──────── Material shown
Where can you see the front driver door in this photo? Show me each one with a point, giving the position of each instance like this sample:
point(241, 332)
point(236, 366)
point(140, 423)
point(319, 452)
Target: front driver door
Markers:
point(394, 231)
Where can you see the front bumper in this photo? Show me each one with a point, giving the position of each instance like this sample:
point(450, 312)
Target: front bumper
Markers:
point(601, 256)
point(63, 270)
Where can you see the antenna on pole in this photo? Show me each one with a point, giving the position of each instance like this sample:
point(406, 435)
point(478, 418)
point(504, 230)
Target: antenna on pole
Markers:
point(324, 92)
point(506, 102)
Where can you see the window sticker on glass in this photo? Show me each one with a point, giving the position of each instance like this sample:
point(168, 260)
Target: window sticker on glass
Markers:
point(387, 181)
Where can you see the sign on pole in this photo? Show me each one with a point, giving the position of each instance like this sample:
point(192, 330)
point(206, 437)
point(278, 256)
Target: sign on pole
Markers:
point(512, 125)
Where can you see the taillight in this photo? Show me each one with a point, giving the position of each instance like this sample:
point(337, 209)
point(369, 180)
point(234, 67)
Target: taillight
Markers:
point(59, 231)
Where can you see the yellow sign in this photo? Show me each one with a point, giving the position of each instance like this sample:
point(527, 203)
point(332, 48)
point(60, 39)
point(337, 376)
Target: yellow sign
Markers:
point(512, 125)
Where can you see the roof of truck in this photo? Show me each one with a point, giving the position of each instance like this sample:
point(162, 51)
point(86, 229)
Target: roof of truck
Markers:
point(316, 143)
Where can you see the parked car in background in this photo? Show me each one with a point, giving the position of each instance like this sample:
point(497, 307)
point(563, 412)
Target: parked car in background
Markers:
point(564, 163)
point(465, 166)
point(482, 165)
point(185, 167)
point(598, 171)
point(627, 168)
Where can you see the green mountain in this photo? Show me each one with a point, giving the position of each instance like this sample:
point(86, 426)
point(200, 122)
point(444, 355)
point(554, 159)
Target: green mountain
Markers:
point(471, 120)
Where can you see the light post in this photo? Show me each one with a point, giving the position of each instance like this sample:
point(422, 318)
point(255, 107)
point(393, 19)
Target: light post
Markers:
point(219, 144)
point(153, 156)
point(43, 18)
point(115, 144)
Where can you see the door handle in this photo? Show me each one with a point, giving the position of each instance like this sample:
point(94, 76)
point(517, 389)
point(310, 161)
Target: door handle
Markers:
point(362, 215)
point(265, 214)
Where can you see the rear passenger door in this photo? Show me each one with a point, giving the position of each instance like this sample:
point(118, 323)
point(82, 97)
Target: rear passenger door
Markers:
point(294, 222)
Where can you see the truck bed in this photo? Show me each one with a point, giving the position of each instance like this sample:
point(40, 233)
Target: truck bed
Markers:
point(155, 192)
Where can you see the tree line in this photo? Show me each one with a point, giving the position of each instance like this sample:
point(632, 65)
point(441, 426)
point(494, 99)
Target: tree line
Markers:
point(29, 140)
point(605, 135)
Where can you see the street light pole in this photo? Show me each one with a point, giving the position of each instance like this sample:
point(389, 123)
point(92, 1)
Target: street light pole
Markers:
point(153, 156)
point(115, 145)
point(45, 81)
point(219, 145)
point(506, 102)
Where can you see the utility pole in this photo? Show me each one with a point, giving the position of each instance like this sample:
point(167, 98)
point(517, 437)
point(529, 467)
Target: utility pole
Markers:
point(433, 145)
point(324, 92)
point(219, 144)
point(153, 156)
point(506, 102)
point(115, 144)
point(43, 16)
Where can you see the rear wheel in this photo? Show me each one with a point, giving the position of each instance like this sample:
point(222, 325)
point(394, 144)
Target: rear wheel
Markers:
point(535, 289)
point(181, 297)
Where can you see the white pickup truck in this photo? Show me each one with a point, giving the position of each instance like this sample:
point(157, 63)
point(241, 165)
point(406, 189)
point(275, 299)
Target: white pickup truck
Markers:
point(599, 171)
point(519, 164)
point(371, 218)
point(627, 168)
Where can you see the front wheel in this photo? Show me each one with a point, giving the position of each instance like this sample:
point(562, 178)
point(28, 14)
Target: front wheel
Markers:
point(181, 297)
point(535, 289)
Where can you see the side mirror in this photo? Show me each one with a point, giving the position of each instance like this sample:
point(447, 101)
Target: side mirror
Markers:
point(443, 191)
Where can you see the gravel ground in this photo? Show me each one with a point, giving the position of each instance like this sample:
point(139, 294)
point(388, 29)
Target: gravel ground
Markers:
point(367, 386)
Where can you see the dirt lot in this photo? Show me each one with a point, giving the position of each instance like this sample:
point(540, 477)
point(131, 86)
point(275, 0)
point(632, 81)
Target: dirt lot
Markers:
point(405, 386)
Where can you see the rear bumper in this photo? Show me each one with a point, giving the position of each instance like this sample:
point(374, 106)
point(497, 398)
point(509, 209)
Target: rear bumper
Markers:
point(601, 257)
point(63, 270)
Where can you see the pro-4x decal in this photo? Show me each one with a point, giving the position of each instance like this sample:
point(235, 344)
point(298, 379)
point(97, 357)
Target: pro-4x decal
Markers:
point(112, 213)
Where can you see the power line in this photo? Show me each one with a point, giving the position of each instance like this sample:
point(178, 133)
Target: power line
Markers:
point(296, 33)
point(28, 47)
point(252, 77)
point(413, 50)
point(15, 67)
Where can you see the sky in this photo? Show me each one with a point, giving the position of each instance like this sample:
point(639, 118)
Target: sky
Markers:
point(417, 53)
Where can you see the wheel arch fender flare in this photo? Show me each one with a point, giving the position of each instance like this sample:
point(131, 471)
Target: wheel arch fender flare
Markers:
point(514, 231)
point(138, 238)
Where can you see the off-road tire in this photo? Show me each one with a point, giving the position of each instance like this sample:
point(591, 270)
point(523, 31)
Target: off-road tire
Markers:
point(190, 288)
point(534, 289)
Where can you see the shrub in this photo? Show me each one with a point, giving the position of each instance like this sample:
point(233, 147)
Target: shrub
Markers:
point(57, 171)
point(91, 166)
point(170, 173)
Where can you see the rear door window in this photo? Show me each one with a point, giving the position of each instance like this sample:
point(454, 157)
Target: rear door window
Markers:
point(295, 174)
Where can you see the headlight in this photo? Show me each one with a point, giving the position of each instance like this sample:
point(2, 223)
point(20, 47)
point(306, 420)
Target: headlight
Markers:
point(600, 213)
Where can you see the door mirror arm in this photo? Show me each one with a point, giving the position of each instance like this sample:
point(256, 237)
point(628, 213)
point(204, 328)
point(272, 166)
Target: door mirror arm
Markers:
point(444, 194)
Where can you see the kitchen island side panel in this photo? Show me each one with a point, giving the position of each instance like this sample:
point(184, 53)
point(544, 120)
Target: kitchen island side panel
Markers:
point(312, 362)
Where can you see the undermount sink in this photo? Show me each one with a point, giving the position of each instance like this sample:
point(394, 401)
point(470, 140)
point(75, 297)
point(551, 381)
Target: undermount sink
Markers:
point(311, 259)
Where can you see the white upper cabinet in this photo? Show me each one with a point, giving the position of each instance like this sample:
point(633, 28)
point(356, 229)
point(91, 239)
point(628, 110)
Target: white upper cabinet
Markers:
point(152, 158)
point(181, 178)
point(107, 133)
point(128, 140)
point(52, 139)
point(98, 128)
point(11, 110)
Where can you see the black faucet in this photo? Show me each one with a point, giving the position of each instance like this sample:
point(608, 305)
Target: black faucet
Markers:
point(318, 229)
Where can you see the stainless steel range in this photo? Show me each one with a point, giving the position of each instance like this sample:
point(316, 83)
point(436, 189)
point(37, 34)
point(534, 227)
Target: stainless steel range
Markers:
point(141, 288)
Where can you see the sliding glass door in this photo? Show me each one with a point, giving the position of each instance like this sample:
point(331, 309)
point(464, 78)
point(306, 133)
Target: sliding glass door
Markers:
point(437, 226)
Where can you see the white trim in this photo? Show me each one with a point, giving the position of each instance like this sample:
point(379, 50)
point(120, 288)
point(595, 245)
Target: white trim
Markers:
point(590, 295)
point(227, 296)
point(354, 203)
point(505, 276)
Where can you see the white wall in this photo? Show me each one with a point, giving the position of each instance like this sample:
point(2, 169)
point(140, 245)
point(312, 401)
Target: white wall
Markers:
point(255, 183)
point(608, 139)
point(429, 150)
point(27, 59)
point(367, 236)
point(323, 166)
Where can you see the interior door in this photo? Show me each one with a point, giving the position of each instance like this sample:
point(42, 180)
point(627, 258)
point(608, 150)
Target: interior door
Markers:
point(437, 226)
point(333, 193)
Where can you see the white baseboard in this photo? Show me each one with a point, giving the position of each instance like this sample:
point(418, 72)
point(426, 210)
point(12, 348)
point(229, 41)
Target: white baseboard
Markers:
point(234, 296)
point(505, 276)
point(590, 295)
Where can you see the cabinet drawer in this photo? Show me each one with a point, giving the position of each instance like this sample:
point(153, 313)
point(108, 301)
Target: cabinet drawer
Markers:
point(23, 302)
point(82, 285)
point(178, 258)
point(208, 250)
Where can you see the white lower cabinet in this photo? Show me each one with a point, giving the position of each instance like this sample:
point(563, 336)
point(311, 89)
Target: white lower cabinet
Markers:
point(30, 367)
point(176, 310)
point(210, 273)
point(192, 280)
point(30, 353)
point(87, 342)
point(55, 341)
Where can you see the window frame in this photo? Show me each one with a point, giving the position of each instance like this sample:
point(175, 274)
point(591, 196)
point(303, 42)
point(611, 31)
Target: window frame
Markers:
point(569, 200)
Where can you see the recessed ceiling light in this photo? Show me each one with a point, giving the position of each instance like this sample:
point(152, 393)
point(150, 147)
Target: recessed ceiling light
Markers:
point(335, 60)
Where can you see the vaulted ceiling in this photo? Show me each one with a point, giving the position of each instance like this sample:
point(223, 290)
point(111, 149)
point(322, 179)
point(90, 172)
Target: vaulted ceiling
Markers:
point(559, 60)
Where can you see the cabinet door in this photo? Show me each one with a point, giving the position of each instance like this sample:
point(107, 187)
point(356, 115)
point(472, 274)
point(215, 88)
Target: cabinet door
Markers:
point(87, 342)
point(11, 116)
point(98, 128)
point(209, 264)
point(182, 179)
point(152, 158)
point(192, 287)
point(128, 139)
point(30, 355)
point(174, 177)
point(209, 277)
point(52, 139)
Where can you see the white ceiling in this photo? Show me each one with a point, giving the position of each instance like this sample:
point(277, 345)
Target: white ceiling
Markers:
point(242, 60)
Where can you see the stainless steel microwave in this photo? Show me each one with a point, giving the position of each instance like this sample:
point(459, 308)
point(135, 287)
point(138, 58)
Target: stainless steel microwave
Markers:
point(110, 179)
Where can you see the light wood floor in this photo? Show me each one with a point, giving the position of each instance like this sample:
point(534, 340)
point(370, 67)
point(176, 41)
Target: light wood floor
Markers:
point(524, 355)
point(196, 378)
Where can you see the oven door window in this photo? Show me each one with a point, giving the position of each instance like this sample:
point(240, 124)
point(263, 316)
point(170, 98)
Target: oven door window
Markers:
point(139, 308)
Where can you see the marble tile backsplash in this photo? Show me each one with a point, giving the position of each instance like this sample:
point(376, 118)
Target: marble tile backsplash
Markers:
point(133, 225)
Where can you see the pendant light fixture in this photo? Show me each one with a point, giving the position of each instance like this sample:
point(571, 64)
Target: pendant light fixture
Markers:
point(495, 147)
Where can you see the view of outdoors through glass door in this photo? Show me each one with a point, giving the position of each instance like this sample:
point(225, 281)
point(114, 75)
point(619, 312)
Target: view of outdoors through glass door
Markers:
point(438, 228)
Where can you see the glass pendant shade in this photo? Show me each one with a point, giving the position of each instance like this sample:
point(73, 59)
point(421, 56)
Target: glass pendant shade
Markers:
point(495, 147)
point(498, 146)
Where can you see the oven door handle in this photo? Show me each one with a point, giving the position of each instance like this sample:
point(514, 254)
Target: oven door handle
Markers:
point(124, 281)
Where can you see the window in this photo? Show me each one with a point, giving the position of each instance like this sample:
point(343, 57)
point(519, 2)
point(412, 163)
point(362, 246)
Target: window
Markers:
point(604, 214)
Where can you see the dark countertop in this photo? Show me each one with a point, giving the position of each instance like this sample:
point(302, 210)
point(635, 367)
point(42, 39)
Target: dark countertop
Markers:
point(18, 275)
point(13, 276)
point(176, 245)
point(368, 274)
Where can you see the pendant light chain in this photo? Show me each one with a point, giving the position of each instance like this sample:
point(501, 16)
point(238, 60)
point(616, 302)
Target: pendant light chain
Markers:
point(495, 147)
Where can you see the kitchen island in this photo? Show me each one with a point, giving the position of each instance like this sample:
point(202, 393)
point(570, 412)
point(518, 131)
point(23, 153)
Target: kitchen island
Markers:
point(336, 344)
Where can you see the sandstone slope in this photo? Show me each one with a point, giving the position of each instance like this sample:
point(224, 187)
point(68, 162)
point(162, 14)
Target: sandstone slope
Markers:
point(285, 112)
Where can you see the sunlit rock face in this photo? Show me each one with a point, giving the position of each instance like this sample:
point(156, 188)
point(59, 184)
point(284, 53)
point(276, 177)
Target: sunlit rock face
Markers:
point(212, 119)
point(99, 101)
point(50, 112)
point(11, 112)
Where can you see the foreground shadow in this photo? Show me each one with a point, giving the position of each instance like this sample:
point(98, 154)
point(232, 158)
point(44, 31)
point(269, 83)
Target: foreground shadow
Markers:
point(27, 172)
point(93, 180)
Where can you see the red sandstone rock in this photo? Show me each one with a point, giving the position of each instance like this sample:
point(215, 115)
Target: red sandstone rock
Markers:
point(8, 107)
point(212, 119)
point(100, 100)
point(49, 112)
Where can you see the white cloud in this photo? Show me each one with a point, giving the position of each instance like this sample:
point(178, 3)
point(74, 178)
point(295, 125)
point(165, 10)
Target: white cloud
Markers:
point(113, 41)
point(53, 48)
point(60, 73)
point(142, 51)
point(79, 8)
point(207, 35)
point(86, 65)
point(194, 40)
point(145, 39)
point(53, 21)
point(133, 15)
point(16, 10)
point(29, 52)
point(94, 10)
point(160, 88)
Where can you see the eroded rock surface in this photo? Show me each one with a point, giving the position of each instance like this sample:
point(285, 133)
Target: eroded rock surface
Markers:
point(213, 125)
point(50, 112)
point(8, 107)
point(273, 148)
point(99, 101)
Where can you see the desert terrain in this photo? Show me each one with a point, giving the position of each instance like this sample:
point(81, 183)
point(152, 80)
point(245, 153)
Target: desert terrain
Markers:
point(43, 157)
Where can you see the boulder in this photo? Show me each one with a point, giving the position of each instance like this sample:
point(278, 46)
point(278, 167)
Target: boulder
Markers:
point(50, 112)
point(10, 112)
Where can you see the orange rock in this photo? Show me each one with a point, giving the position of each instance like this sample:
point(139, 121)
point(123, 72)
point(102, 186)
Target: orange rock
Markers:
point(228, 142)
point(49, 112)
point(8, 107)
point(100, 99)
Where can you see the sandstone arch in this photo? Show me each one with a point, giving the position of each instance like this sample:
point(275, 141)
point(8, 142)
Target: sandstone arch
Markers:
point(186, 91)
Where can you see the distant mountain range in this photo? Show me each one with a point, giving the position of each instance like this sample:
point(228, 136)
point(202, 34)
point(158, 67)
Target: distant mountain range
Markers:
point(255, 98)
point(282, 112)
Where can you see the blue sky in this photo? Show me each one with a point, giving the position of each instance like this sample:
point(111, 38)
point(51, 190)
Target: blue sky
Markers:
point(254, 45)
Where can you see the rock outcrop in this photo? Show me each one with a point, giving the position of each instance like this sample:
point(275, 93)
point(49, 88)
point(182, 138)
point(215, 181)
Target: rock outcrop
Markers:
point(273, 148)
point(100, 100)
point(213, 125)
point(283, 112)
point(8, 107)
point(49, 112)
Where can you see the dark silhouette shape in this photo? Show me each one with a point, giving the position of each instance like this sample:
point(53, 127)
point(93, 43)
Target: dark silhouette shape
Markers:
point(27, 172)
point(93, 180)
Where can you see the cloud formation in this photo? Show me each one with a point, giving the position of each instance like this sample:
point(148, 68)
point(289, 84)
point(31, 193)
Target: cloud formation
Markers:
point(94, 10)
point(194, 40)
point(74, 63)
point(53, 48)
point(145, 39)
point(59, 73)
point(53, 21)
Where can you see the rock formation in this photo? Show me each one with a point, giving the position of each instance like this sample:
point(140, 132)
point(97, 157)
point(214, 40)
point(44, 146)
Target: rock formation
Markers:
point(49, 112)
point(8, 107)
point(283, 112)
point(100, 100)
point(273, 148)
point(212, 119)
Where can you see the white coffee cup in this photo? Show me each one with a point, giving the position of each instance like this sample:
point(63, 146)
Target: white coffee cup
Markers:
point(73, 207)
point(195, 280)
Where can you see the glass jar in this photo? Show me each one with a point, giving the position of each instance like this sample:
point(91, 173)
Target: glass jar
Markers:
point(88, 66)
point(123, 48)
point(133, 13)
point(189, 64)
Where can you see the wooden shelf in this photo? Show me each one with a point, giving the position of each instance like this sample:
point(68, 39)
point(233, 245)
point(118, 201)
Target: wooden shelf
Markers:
────────────────
* [What you need to do]:
Reproduce the lines of the records above verbatim, starting at the line containing "Where can you see the kitchen island side" and ending at the line containing "point(311, 259)", both included.

* [Complete output]:
Where can you see the kitchen island side panel in this photo? Show me each one with a point, giving the position of each instance like this sample:
point(184, 53)
point(544, 120)
Target: kitchen island side panel
Markers:
point(312, 362)
Where can you see the undermount sink in this photo? Show me each one with a point, giving the position of each instance like this sample:
point(394, 401)
point(470, 140)
point(75, 297)
point(551, 381)
Target: undermount sink
Markers:
point(311, 259)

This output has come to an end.